(Direction)
Answer these questions from the forum thread.
1. What was the original poster thinking about doing next year?
2. What does Forest advise against jumping into?
3. With which poster does thatbpguy say he agrees?

(Article)
* * *

So now I'm concerned that I'm going to do the same to this girl. It makes me question what else I might not know because she's worried I will be mad (hell when she told me last night I was very calm, collected, and measured). I've straight up asked her and she says there is nothing else. 

I'm just worried this broke us and not sure what to do from here. I was thinking about selling my house next year and getting a place with her. Our kids are like siblings together. Ugh, it has me questioning everything.


----------



## Forest (Mar 29, 2014)

Time to tap the brakes a little. If you're enjoying each other's company, keep it up, but don't jump into cohabitation, etc. You obviously know how badly things can end up.

Now, I'm in the extreme minority here in that I wouldn't freak over the girl-girl thing. Maybe that makes me a freak, but its just the way I feel about that. Another man? Totally different reaction.

In the end, she's still too hot wired to settle down it sounds like. Stay loose, try to discern which direction she seems to be heading. The multiple marriages and infidelities are giant red flags, stumbling blocks, etc. Get way on down the road and look for some smooth pavement before you get seriously locked down with her.


----------



## thatbpguy (Dec 24, 2012)

I agree with Forest.

I think you need to put this in better perspective. She was drunk and had a girl on girl very early in your relationship. I can't put my finger on it, but this seems pretty hot and given the circumstances, OK to let go of. 

I'd cut her some slack.

Also, if she took pics, shoot them to me in a PM and I can maybe give you a better answer.


----------



## turnera (Jan 22, 2010)

* * *

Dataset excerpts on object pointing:

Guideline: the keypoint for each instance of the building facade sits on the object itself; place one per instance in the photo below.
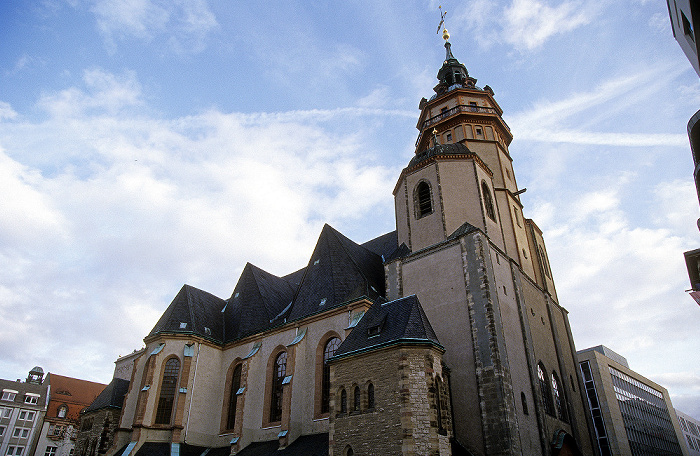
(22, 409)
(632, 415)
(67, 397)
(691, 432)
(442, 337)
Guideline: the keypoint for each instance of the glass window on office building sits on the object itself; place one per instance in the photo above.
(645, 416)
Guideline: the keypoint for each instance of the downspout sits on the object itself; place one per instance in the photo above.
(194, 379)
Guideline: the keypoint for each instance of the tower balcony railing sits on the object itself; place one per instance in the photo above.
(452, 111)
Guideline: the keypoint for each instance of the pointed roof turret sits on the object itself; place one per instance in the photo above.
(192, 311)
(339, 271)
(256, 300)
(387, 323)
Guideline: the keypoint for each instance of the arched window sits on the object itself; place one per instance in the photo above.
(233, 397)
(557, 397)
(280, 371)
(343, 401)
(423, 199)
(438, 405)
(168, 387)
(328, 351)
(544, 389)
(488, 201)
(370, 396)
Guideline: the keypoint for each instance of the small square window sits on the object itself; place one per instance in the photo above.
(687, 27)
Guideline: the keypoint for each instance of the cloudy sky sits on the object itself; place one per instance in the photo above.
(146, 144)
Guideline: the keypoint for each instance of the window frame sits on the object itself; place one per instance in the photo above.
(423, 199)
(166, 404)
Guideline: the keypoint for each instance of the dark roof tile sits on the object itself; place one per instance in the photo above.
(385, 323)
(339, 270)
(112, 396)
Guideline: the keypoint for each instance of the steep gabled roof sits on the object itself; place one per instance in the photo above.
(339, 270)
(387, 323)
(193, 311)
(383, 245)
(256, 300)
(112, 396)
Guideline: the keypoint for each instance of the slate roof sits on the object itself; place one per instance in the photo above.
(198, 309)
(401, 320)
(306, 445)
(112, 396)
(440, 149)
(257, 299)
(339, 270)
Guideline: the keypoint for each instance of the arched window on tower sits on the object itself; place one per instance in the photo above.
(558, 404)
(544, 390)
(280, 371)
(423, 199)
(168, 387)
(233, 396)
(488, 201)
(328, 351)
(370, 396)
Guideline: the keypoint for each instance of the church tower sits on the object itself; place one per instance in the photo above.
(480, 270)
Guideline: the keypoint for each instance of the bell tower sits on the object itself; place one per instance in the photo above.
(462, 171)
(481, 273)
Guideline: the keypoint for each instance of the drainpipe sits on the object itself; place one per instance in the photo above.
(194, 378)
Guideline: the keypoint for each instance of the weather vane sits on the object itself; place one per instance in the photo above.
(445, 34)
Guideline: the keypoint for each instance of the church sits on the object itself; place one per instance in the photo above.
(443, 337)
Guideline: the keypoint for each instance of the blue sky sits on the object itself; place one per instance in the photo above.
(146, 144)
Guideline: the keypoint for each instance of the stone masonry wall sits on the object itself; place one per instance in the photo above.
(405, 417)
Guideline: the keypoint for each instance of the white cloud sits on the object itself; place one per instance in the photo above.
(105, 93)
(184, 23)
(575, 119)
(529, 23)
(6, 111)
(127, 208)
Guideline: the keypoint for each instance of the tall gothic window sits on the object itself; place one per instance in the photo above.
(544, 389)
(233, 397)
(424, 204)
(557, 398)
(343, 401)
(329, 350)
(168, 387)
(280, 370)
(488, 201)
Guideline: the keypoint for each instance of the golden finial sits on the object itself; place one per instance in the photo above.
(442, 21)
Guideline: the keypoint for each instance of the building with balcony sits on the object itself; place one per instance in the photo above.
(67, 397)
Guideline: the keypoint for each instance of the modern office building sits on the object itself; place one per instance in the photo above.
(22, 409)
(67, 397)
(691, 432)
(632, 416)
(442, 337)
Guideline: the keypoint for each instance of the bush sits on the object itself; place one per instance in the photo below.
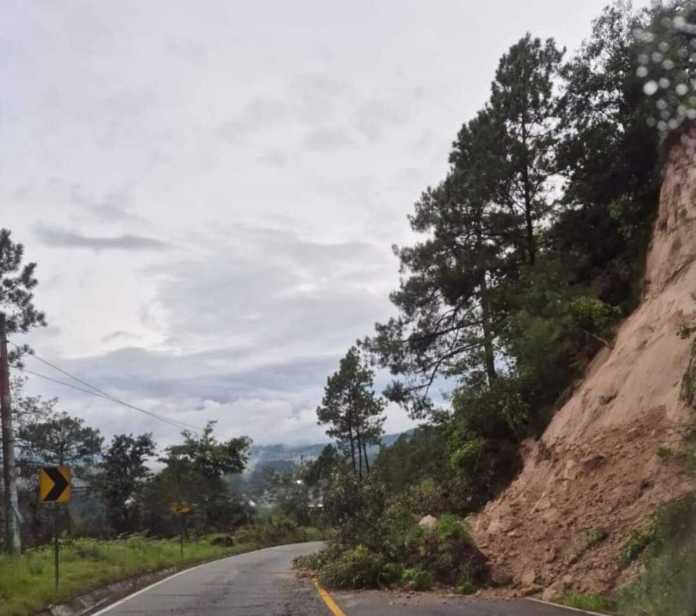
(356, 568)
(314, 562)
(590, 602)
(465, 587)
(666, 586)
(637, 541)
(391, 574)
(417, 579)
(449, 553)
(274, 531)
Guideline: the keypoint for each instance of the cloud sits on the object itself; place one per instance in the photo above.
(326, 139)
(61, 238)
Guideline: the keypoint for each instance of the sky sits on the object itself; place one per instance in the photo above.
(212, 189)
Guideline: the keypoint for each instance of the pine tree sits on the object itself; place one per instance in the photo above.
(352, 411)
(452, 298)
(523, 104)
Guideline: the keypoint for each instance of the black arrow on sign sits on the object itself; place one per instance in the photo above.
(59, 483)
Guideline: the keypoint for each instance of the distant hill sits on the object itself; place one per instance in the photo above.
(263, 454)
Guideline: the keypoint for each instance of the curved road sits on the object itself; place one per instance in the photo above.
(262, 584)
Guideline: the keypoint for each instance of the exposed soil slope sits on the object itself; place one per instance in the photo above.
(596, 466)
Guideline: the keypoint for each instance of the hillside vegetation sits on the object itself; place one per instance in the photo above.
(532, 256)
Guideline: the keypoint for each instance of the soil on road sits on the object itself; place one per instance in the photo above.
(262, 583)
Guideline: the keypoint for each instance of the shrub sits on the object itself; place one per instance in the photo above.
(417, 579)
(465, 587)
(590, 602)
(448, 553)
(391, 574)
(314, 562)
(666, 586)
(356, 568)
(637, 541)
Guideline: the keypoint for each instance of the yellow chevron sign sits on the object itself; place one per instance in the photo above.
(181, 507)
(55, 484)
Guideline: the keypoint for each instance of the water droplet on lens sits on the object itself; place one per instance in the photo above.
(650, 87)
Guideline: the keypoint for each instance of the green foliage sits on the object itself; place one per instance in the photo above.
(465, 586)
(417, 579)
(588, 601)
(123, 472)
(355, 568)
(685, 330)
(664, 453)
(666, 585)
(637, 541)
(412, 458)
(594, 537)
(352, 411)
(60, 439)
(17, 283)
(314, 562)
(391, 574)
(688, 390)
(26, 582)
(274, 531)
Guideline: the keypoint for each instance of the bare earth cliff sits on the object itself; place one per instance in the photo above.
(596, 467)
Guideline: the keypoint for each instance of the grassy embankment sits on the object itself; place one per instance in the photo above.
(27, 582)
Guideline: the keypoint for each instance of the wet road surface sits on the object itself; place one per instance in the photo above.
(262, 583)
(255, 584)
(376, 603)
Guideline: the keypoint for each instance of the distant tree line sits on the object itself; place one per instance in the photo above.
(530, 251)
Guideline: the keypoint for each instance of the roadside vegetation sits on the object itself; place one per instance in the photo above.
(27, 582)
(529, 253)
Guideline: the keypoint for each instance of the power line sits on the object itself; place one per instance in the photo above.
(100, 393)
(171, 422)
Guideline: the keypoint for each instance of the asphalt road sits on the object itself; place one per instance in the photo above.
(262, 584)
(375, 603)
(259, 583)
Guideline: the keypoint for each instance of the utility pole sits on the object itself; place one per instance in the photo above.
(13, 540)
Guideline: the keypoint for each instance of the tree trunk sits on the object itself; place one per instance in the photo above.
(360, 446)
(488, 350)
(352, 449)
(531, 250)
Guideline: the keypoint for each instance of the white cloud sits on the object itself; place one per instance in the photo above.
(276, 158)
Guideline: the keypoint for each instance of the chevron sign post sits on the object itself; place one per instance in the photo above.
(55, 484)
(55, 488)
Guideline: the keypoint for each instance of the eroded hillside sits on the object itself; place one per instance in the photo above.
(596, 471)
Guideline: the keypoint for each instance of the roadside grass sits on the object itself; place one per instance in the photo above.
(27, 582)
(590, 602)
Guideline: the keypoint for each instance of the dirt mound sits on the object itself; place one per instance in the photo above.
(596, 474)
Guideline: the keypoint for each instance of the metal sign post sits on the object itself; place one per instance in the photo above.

* * *

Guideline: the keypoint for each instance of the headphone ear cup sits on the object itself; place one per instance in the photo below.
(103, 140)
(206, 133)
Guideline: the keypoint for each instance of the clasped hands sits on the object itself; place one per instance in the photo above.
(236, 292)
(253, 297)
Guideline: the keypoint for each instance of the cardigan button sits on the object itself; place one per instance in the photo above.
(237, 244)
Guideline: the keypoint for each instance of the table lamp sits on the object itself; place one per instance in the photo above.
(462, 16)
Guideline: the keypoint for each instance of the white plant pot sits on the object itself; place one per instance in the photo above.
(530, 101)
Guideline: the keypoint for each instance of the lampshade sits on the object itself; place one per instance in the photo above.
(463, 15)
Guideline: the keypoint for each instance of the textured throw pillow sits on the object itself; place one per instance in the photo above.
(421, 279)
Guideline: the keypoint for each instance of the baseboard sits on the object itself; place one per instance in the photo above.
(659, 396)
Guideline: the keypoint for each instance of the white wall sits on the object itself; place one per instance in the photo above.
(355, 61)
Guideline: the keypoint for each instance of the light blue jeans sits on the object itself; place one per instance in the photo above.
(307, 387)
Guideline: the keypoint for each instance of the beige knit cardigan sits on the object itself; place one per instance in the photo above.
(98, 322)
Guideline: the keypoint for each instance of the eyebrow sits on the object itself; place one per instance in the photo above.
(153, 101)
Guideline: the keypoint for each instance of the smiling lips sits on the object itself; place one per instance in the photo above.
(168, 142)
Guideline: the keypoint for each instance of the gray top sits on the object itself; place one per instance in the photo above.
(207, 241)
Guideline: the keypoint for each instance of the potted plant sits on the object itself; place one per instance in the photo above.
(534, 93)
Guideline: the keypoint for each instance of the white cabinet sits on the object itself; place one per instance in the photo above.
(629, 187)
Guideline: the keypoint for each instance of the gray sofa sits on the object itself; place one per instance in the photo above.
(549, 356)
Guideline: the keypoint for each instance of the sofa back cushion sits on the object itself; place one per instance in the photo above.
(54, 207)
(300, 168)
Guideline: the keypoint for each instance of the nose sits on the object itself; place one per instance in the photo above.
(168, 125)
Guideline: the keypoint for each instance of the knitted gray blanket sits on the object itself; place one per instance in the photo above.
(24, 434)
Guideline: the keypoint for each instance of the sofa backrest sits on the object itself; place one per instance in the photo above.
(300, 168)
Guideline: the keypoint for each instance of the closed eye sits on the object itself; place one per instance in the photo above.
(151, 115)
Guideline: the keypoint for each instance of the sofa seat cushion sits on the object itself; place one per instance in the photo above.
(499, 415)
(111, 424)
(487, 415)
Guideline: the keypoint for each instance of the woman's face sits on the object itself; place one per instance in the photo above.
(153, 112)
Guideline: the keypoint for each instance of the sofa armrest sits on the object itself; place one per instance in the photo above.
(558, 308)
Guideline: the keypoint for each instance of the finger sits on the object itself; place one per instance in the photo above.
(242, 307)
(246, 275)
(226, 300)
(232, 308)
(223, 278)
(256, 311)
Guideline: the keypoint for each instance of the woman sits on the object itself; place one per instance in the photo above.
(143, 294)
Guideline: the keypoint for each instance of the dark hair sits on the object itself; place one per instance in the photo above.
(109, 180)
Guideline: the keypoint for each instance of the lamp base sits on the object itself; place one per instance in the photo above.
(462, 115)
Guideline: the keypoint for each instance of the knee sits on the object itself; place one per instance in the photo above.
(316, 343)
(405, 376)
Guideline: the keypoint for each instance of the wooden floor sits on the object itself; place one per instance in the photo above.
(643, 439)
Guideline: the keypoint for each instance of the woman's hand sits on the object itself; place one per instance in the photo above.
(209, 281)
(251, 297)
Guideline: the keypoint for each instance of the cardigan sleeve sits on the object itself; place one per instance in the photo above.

* * *

(Correct answer)
1. Selling the house and getting a place with her.
2. Cohabitation.
3. Forest.